WHAT YOU NEED TO DO. If a line below contains "wearing", count it. Report the final total and nothing more.

Extracted data entries
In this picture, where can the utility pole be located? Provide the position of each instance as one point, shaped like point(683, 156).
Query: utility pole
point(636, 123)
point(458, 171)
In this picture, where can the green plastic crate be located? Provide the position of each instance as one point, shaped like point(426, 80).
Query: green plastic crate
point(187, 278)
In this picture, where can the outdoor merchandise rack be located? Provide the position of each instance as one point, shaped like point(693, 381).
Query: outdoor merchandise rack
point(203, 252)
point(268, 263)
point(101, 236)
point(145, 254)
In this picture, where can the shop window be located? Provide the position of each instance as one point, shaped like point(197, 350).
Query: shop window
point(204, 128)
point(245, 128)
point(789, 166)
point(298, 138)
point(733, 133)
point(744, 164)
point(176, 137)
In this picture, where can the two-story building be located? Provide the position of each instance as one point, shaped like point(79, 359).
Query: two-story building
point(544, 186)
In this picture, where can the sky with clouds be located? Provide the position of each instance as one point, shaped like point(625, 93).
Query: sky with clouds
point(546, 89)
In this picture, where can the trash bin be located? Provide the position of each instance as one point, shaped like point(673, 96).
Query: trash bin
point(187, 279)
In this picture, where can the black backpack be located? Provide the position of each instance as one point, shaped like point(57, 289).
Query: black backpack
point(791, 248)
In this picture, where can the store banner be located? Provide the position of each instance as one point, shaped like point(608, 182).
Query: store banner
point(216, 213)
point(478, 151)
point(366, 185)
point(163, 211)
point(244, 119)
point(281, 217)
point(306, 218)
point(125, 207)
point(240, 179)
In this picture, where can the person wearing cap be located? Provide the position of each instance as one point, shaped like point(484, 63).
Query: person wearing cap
...
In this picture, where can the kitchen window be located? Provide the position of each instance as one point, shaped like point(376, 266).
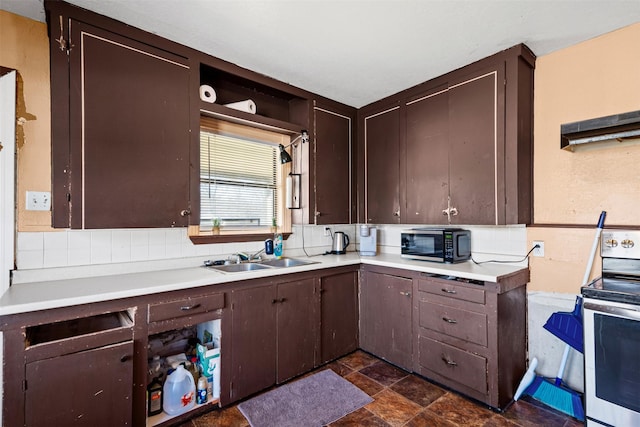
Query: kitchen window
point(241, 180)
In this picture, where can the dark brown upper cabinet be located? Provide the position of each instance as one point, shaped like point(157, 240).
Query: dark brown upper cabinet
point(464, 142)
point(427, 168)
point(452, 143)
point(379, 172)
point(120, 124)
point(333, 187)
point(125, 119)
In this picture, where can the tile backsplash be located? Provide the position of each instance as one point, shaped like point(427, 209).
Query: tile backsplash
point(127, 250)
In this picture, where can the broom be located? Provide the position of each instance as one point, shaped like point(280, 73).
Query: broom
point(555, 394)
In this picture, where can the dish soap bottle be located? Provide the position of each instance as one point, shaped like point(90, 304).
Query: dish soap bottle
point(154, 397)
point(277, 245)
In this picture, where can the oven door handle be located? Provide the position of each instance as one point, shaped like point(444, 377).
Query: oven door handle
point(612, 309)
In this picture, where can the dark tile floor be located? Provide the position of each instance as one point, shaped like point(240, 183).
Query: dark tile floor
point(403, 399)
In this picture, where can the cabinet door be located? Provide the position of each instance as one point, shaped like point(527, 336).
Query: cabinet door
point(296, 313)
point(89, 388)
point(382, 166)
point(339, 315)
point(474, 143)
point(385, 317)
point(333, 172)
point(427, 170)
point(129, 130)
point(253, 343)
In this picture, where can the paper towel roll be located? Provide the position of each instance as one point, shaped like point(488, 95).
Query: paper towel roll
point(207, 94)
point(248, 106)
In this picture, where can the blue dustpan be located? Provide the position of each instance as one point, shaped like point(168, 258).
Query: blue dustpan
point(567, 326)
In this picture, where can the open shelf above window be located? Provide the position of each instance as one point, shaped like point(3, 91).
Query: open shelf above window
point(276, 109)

ANSWER SPACE. 2